■ **Document**:
= = = =
Thomas Ovans looks at myth and reality as handled in a debut pamphlet from Kitty Coles

Seal Wife
Kitty Coles
Indigo Dreams Publishing
ISBN 9781910834572
36pp    £6

This – the second debut chapbook I have reviewed within a week or two – is very different from the previous one which was strongly rooted in the recognisable everyday world. The prize-winning pamphlet Seal Wife by Kitty Coles is, by contrast, deeply immersed in myth and fantasy and only occasionally – but very interestingly – ventures into what the reader might call ‘real life’.  The tone is set in the first poem ‘Forest’ – which might almost be a prospectus for the book

Either you don’t go into the dark forest
or you go
and you go unarmed.

There may be potential readers who do not usually relish poetry that deals with fairy tales and legends. Unless they lay aside a few preconceptions (and “go unarmed” into these poems) they may miss some fine examples of apt and atmospheric language. Coles gives us poems of transformation like ‘The Doe-Girl’ whose eyes “once blue, / turned black all over, / like ink spreading through water.” The speaker in ‘Green Girl’ wonders

If I hold still enough,
stare long enough
at the candle flame’s
black smokes like veils,
can I arrest
the scutter of
my rabbit heart...?

And in the title poem the Seal Wife, unhappy on land and unable to forget the water that still claims her, observes “the grass is aching with frost. / Birds fall, small toys, / from the trees in their deaths.”

‘Seal Wife’ is paired with ‘Lighthouse Keeper’ which tells a complementary story from the human being’s point of view

I watch the seals emerging by the rocks
...
The sheen of their flanks
is oily, voluptuous. I watch
all night but you are never among them.

Such a sensuous phrase that “oily, voluptuous”!

If transformation is one recurring theme then another is intrusion. ‘A Soul’ begins by asking innocently enough “Is that your soul you hold in your hand, / as small as a walnut?” but comes to the threatening realization that “You would have me open my mouth / and swallow it.” Worse still

It would lodge in my stomach,
lodge in and nestle,
a dainty mouse seeking shelter.

‘Poltergeist’ presents another kind of intruder who seems more in tune with the modern world than many fairy-tale ghosts: “I deliver myself, / with a thump, through the letterbox”; “On the steam of the bathroom mirror, / I write your name and mine.” But (perhaps for the sake of balance?) Coles also considers ways of dealing with such unwanted interlopers. ‘On the Capturing of Ghosts’ tells us to “call him by name, the syllables / that still shape him”; and ‘Exorcism’ gives a staccato account of the work of the exorcist: “The house hums with your work. Their black blood / is scentless. You scrub it from the floors. / The wood wears thin.”
= = = =
[Excerpt from a dataset]
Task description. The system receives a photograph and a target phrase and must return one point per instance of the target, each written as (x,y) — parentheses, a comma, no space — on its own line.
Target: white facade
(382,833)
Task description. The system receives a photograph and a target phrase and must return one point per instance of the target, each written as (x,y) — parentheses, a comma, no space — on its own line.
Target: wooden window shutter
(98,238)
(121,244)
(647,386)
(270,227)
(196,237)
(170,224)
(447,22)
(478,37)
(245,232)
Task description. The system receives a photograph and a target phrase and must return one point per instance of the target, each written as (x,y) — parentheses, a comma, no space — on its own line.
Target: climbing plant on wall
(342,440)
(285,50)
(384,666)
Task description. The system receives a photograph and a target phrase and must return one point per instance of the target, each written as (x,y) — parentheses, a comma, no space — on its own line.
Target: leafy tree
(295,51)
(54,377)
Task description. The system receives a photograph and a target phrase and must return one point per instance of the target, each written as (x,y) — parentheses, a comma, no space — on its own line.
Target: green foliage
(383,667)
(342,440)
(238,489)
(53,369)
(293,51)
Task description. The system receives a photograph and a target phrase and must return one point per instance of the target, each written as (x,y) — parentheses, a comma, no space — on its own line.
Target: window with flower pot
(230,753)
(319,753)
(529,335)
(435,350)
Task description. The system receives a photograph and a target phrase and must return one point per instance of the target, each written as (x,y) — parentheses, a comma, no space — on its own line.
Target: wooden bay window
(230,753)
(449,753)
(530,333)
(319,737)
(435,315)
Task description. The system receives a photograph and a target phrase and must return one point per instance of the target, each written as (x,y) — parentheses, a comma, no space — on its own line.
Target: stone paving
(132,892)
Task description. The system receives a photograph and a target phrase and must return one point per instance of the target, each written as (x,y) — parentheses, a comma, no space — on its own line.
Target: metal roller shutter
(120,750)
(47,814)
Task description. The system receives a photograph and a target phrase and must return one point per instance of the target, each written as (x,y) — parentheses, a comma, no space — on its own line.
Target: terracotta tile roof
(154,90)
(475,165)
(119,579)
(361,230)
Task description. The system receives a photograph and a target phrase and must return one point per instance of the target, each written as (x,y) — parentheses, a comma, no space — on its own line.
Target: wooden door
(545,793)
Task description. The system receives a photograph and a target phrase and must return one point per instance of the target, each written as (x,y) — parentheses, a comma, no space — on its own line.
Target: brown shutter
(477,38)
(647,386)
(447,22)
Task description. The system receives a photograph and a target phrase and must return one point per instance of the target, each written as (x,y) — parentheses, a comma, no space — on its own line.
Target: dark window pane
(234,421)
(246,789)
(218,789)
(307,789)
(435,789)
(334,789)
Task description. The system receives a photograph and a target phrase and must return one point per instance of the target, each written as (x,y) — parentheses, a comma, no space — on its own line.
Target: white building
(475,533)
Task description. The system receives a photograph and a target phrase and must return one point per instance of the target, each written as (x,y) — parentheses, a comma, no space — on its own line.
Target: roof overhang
= = = =
■ **Things to do**:
1. Answer these questions from the review of Seal Wife:
(a) Which poem sets the tone of the pamphlet?
(b) Which poem is paired with the title poem?
(c) What color were the eyes in 'The Doe-Girl' before they turned black?
2. Translate this sentence from the review of Seal Wife into French: "There may be potential readers who do not usually relish poetry that deals with fairy tales and legends."
3. Carry the review of Kitty Coles's pamphlet Seal Wife forward from the point where it stops.

■ **Answers below**:
1.
(a) 'Forest'
(b) 'Lighthouse Keeper'
(c) Blue

2. Il existe peut-être des lecteurs potentiels qui n'apprécient pas d'ordinaire la poésie traitant de contes de fées et de légendes.

3.
The experience of actually being the frightening intruder is conveyed in ‘Life Undead’ (which provides a welcome injection of humour)

In the absence of a grim ancestral pile
in the Carpathians, you find yourself
working all hours to pay the bills, the rent

There are relatively few poems in which Coles engages with the everyday world; but when she does so she approaches the familiar with the same heightened imagination that belongs to the myths and fantasies she is mainly concerned with. ‘The Seeds of the Pomegranate’ makes something rather terrifying of the sharing of a piece of fruit. “You halve it and the blade / forces apart the grisly mass of jewels./ You hack, they bleed, fight to retain their wholeness.”

‘The Butcher’s Wife’ is a particularly evocative ‘real life’ poem – not least because Coles might have unwittingly stumbled upon the spouse of the butcher in the much-anthologised poem by Hugo Wiliams who is a rosy young man with white eyelashes / like a bullock. Coles’s butcher is splendidly fleshed-out: his hands have a “network of veins” which “shows through as clear as a blueprint” and “the nails are kept short./ He uses a brutal brush // to scour under them.”

‘The Huntsman’s Wife’ initially tricks us into believing that it is a similar poem to the one previously mentioned – that is, a romanticised account of a relatively ordinary situation which in this case involves matter of fact preparations in a stable yard where an old horse “has woken himself and his breath damps both our faces.” The seemingly mundane continues: “Good wife, I brush and comb him like a child”; “You nod to me and mount.” But then the last verse springs its surprises from the dazzling opening line “Out in the yard, the air is stiff with stars” to its chilling final one “I wait all night to see the soul you’ll bring me.”

I have so far sought to give the full credit which is amply deserved by individual poems. I have to say however that the collection as a whole seems to me to suffer from an over-investment in the uncanny and supernatural. The narrative poetic voice, whether using the first or the third person, does not seem to vary very much and there are too many, rather similar, poems about transformations and the like. A number of pieces like ‘Black Annis’ and ‘Ceridwen’ evidently refer to figures from various folk-lore traditions; but the absence of any explanatory notes meant that it was hard for this reader to distinguish between them.

It is unfortunate but necessary for me to make the preceding negative comments; but they are not intended to detract at all from the positive views expressed in the major part of this review. Kitty Coles clearly has a powerful imagination, a good ear and can make very creative use of language. If she can begin to increase her range then her future collections will be something to look forward to.